[Task instructions]: Provide the data again in its entirety, exactly as given.

(Position annotation records)
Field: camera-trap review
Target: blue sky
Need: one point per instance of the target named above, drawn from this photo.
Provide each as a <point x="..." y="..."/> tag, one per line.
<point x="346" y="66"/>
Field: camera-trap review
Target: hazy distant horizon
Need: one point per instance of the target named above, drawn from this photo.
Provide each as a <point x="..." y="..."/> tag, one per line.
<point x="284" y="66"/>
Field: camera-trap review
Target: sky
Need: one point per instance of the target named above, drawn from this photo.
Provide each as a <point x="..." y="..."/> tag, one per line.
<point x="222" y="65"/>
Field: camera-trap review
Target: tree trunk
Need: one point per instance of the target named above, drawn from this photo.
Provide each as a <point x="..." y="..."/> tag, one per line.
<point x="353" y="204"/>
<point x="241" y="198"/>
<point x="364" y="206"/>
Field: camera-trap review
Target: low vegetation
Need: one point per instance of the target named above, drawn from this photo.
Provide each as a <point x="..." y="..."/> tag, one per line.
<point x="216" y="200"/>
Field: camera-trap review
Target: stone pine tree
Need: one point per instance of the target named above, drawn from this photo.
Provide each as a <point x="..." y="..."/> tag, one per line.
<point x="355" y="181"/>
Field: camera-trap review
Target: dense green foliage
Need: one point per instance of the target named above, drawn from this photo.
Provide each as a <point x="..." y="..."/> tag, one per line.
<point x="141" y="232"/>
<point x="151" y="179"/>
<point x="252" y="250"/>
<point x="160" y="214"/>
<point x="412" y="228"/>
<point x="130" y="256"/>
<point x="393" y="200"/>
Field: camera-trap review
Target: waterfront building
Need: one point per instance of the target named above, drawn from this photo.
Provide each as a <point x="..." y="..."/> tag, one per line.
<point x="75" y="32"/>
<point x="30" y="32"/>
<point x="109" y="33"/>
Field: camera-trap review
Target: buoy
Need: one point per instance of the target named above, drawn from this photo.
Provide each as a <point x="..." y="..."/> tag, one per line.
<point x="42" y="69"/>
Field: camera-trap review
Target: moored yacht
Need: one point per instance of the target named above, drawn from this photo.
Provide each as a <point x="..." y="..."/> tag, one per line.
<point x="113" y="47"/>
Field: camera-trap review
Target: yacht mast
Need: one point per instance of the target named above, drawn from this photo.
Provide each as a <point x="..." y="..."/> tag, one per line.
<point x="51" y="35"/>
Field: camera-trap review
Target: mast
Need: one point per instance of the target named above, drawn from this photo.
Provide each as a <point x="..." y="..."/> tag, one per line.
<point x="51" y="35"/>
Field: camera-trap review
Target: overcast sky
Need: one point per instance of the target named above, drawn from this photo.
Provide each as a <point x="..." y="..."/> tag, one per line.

[Result of the exercise]:
Field: camera-trap review
Target: blue sky
Need: one point per instance of the target named above, drawn from this photo.
Provide each as a <point x="..." y="..."/> tag, one per line.
<point x="346" y="66"/>
Field: camera-trap review
Target: hazy distant horizon
Need: one point per instance of the target named above, drawn from this photo.
Provide each as a <point x="..." y="..."/> tag, one per line.
<point x="284" y="66"/>
Field: camera-trap review
Target: sky
Need: one point per instance of the target named above, drawn from this photo.
Provide each as a <point x="..." y="..."/> tag, one per line.
<point x="222" y="65"/>
Field: camera-trap review
Target: tree trunk
Need: one point per instance of the target named above, drawn from this photo.
Provide each as a <point x="..." y="..."/> tag, one per line.
<point x="353" y="204"/>
<point x="241" y="198"/>
<point x="364" y="206"/>
Field: camera-trap review
Target: low vegetation
Need: one point per instance of the target named above, drawn from this photo.
Provide each as a <point x="..." y="..."/> tag, one per line.
<point x="216" y="200"/>
Field: camera-trap review
Target: stone pine tree
Need: one point per instance of the target named above, drawn from this photo.
Provide each as a <point x="..." y="..."/> tag, one per line.
<point x="355" y="181"/>
Field: camera-trap review
Target: dense green foliage
Need: one point per instance of the target named above, drawn from this photo.
Provide each as a <point x="..." y="..."/> tag, one per line.
<point x="141" y="232"/>
<point x="151" y="179"/>
<point x="252" y="250"/>
<point x="160" y="214"/>
<point x="412" y="228"/>
<point x="130" y="256"/>
<point x="393" y="200"/>
Field: camera-trap review
Target: waterfront building
Need: one point per instance of the target named above, drawn from this photo.
Provide each as a <point x="..." y="..."/> tag, one per line.
<point x="75" y="32"/>
<point x="30" y="32"/>
<point x="109" y="33"/>
Field: camera-trap review
Target: buoy
Need: one point per instance of the target named above, drawn from this photo.
Provide each as a <point x="..." y="..."/> tag, one per line.
<point x="42" y="69"/>
Field: camera-trap review
Target: moored yacht
Need: one point per instance of the target named above, drawn from this photo.
Provide each as a <point x="..." y="..."/> tag, one per line.
<point x="113" y="47"/>
Field: camera-trap review
Target: yacht mast
Need: one point per instance of the target named above, drawn from this photo.
Provide each as a <point x="..." y="..."/> tag, one per line.
<point x="51" y="35"/>
Field: camera-trap review
Target: mast
Need: one point per instance of the target named above, drawn from this photo.
Provide each as a <point x="..." y="..."/> tag, one per line.
<point x="51" y="35"/>
Field: camera-trap review
Target: overcast sky
Need: one point per instance of the target named above, drawn from this photo.
Provide each as a <point x="..." y="..."/> tag, one per line.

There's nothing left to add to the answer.